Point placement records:
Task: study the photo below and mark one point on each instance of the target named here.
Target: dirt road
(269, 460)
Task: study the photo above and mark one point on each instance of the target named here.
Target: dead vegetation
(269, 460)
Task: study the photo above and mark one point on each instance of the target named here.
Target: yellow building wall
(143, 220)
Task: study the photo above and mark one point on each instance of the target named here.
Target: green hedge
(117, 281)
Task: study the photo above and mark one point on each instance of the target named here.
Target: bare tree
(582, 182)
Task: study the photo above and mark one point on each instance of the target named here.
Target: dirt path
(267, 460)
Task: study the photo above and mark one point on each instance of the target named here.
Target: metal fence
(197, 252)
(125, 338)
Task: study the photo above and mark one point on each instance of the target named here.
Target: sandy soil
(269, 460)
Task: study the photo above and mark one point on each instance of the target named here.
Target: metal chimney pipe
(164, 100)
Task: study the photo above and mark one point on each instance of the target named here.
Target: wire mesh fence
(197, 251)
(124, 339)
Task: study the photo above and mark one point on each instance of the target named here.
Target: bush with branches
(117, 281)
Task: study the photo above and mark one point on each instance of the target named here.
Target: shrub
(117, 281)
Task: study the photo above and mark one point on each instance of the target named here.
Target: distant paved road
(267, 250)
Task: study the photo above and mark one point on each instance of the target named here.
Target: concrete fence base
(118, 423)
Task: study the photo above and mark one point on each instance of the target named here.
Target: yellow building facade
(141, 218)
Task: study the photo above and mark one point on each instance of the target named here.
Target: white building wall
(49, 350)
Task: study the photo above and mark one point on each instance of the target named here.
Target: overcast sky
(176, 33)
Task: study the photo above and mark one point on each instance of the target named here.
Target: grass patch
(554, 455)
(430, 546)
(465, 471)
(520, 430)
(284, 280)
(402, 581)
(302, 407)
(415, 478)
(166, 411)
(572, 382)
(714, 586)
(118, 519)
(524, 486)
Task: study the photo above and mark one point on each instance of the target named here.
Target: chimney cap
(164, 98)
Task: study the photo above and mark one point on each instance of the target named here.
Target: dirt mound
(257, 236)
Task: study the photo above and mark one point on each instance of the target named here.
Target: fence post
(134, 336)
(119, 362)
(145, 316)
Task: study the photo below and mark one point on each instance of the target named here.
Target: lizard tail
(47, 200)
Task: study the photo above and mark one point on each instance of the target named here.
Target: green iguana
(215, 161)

YOUR OBJECTIVE -
Extract every entry in the listing word for word.

TASK RESULT -
Task: study the photo below and mark one point on each instance of the target named here.
Target: dirt road
(269, 460)
Task: study the photo above and mark one point on each instance of the target named here.
Target: dead vegetation
(269, 460)
Task: study the photo above and mark one point on each instance of the target named here.
Target: yellow building wall
(143, 220)
Task: study the photo above and mark one point on each instance of the target named here.
Target: green hedge
(117, 281)
Task: study the photo above and mark one point on each instance of the target named here.
Target: bare tree
(582, 182)
Task: study the photo above and mark one point on each instance of the target named here.
Target: dirt path
(267, 460)
Task: study the photo above and mark one point on each instance of the target named here.
Target: metal fence
(197, 252)
(125, 338)
Task: study the photo above and mark one point on each instance of the target named here.
Target: sandy soil
(269, 460)
Task: study the photo above and mark one point on each instance of the target named here.
Target: metal chimney pipe
(164, 100)
Task: study the photo above and mark one point on each instance of the target named here.
Target: wire mesh fence
(197, 251)
(124, 339)
Task: study the photo above and mark one point on each instance of the target named here.
Target: bush with branches
(117, 281)
Task: study the photo above and mark one point on each instance of the target named here.
Target: shrub
(117, 281)
Task: study the photo above and mark one point on each instance of the target named here.
Target: distant paved road
(267, 250)
Task: study the photo above and mark one point on each instance of the target named here.
Target: concrete fence base
(118, 423)
Task: study the photo above and mark one point on each instance of the target named here.
Target: yellow building facade
(141, 218)
Task: study the photo above and mark one point on each instance of the target named here.
Target: white building wall
(49, 350)
Task: study the photo above and mark one point on each instance of the target named here.
Target: overcast sky
(176, 33)
Task: study the photo above and mark one point on each instance of the target named here.
Target: grass patch
(554, 455)
(430, 546)
(465, 471)
(520, 430)
(284, 280)
(402, 581)
(302, 407)
(415, 478)
(166, 411)
(572, 382)
(714, 586)
(118, 519)
(524, 486)
Task: study the photo above and mark one point on each instance of the target named here.
Target: chimney cap
(164, 98)
Task: study the photo above and mark one point on each instance of the target named here.
Target: dirt mound
(257, 236)
Task: study the photo above and mark one point on each instance of the target named here.
Target: fence post
(134, 336)
(119, 362)
(145, 316)
Task: study the photo below and mark one point on each instance of the target named here.
Target: lizard tail
(47, 200)
Task: study the photo above and mark one point on each instance of the target named here.
Target: green iguana
(215, 161)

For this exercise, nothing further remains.